**文書抜粋**.
===============
教育史研究と邦楽作曲の生活

一人の教育学者(日本教育史専門)が日々の動向と思索をつづる、個人的 な表現の場

2023年のまとめ

2023年12月29日 23時55分00秒 | Weblog
 2023年が暮れますが、皆様いかがお過ごしでしょうか。
 今年もいろいろありましたが、終わってみれば面白い成果を残すことができました。大学教員としてのお仕事、すなわち教務委員長やチューター、必修科目主担としての仕事は、振り回されつつしっかりこなしてきました。父親業でも新しい経験ができました。わが子の通う園で、コロナ禍で中止されていた運動会と生活発表会が復活し、成長した子どもの新たな一面を見ることができました。

 研究面での仕事についてもしっかり進めてきました。今年の研究は、おおよそ2種類の成果がありました。
===============
[ポイント指定とラベル付けのデータ]
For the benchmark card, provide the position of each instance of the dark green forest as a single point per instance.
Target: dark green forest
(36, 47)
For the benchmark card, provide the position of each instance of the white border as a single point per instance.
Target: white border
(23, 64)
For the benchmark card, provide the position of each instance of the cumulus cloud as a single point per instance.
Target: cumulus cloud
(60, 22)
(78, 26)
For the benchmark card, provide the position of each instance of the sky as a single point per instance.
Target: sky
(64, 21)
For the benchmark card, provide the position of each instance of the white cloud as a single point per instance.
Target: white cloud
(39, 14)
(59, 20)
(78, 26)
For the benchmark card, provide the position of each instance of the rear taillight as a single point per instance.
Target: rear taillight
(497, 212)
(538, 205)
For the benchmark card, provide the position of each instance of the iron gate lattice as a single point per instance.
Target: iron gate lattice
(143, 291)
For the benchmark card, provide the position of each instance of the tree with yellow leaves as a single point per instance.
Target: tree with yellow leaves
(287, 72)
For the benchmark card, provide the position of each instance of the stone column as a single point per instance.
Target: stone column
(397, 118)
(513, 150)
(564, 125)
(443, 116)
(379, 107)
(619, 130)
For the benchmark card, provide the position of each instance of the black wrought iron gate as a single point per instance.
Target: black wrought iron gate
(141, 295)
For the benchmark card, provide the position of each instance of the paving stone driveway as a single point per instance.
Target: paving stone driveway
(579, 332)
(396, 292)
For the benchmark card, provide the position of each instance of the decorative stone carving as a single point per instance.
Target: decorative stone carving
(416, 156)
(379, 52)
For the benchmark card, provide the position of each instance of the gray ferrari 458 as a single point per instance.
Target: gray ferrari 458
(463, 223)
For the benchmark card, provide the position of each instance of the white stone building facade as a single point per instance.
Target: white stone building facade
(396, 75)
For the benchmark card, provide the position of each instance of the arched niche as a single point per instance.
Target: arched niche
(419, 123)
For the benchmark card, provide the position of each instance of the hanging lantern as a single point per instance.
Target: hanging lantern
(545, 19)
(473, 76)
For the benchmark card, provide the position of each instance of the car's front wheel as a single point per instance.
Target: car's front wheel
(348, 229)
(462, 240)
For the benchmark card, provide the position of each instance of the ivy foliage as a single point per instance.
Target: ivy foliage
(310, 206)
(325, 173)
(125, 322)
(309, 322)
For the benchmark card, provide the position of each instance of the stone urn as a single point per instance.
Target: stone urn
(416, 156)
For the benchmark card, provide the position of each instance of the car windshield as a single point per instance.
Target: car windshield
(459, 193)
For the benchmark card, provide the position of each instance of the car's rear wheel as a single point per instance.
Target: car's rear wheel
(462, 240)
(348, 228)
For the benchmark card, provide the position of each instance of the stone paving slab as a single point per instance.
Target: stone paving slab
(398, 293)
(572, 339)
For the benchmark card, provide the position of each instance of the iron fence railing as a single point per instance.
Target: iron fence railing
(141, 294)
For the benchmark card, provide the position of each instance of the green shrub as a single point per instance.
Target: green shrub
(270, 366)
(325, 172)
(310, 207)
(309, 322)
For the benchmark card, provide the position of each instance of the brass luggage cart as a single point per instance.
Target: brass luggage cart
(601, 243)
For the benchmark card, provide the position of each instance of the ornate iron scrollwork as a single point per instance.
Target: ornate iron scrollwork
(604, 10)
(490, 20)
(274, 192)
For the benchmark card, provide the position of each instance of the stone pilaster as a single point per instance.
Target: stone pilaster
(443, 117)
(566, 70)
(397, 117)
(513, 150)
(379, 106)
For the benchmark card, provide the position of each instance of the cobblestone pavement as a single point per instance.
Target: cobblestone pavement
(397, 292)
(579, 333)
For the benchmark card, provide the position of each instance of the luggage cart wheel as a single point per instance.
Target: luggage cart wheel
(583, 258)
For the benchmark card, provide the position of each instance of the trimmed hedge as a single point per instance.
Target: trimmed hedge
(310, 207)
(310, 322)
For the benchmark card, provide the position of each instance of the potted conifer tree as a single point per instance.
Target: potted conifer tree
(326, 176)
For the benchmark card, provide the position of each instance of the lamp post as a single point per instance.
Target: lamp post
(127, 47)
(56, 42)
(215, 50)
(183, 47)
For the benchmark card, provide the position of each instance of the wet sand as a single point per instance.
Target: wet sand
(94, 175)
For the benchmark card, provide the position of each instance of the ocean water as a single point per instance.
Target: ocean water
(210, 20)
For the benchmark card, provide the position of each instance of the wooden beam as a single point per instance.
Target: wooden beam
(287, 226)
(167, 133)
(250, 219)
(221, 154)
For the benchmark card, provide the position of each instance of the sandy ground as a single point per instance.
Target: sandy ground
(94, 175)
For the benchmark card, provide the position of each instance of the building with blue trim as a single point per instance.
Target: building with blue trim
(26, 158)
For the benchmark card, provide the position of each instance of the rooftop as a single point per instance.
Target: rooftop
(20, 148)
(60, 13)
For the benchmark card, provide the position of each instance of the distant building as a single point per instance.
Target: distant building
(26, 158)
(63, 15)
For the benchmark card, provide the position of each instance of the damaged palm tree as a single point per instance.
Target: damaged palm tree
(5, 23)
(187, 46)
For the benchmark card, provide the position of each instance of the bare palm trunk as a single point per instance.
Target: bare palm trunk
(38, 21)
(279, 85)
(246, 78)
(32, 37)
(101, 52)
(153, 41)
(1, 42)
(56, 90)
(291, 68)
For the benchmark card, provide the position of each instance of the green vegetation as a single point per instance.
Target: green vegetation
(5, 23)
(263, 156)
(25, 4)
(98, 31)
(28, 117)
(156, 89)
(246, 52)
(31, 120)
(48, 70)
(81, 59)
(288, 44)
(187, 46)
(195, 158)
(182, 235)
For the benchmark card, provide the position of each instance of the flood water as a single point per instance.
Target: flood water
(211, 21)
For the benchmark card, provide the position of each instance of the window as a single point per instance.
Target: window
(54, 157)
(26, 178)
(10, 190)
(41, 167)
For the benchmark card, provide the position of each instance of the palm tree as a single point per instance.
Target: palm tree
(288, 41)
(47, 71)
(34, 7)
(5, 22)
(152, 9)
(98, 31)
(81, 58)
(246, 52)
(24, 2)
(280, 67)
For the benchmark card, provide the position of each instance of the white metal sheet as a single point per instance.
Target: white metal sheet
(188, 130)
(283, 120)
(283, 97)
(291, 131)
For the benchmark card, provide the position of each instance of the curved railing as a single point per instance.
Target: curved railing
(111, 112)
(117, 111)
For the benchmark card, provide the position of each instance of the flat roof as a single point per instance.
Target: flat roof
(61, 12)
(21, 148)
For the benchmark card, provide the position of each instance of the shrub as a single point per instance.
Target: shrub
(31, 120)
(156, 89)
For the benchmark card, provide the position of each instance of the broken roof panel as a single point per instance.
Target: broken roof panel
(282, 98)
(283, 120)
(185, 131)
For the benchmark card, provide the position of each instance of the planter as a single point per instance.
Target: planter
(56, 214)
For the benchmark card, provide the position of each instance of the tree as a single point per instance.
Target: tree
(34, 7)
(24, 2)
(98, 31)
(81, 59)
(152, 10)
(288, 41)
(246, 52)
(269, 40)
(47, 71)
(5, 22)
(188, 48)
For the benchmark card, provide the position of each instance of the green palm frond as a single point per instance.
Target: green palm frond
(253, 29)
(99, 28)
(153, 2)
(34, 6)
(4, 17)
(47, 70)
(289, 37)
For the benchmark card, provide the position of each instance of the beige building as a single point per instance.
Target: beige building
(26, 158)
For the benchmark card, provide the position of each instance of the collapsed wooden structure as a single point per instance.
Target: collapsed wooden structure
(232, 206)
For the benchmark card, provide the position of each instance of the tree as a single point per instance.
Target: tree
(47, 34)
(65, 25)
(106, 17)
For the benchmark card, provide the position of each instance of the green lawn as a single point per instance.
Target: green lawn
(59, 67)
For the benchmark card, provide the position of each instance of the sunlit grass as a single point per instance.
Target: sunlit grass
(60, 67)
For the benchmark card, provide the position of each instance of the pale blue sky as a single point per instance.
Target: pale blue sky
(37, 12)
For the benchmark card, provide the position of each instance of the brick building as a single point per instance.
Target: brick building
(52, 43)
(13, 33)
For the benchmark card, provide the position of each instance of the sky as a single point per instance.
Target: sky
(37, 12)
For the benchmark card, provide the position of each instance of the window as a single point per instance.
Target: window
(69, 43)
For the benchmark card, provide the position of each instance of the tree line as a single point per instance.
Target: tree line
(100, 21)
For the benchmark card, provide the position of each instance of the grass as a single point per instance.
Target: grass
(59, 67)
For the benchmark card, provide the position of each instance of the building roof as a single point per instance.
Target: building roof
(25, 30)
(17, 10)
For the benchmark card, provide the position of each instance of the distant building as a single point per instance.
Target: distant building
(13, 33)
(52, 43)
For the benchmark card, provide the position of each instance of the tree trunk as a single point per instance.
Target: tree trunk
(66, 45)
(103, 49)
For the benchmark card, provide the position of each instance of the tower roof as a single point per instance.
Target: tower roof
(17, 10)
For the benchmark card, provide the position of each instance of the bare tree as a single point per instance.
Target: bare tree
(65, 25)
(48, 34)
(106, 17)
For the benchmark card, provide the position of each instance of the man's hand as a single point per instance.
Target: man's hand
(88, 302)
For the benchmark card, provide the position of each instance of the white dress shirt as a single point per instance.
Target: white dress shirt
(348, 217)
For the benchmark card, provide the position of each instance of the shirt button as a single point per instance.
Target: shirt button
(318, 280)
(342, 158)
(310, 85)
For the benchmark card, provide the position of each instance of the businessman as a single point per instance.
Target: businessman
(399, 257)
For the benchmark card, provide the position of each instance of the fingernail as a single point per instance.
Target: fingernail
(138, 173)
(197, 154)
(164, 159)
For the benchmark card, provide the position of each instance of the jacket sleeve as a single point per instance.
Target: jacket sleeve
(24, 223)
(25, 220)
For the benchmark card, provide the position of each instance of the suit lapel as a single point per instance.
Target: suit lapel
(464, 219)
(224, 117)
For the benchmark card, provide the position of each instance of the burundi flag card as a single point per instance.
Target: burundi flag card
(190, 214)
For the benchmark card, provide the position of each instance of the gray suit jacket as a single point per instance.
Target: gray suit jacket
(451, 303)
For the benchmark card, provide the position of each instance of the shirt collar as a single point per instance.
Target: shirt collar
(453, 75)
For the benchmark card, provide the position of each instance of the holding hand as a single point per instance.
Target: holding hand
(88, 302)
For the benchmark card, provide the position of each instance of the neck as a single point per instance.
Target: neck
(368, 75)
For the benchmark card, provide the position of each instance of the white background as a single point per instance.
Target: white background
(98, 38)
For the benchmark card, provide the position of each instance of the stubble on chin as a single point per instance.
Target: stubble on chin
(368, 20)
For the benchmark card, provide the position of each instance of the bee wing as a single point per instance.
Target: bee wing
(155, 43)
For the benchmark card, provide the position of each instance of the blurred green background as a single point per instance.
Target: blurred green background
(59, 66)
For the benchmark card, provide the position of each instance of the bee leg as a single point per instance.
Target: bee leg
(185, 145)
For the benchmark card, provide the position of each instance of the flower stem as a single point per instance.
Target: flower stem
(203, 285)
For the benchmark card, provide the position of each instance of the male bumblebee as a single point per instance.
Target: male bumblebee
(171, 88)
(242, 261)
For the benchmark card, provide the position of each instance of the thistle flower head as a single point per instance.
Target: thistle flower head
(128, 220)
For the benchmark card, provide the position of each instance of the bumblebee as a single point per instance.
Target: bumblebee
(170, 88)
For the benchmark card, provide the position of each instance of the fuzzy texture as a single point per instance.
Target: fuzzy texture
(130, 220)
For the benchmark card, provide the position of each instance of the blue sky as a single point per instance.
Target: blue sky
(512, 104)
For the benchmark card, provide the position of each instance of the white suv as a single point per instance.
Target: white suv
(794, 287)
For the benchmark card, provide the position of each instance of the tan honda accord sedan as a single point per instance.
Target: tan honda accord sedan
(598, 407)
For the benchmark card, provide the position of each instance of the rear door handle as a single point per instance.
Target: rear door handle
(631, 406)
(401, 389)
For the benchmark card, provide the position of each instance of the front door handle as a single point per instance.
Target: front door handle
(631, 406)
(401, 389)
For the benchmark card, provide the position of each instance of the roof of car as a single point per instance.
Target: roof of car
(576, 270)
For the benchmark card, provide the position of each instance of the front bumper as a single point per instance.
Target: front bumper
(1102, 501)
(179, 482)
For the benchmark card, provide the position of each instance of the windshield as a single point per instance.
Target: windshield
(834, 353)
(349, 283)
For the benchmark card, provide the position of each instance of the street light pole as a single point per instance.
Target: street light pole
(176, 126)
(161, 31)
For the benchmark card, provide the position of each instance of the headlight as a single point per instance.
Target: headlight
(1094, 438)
===============
**練習問題**.
• a. 「2023年のまとめ」の記事のうち、「一人の教育学者(日本教育史専門)が日々の動向と思索をつづる、個人的 な表現の場」から始まり「一面を見ることができました。」で終わる部分を、「運動会」を「遠足」に置き換えて書き直しなさい。
• b. 「2023年のまとめ」の記事によると、筆者である教育学者の専門は何か。

**解答**.
• a.
一人の教育学者(日本教育史専門)が日々の動向と思索をつづる、個人的 な表現の場

2023年のまとめ

2023年12月29日 23時55分00秒 | Weblog
 2023年が暮れますが、皆様いかがお過ごしでしょうか。
 今年もいろいろありましたが、終わってみれば面白い成果を残すことができました。大学教員としてのお仕事、すなわち教務委員長やチューター、必修科目主担としての仕事は、振り回されつつしっかりこなしてきました。父親業でも新しい経験ができました。わが子の通う園で、コロナ禍で中止されていた遠足と生活発表会が復活し、成長した子どもの新たな一面を見ることができました。

• b. 日本教育史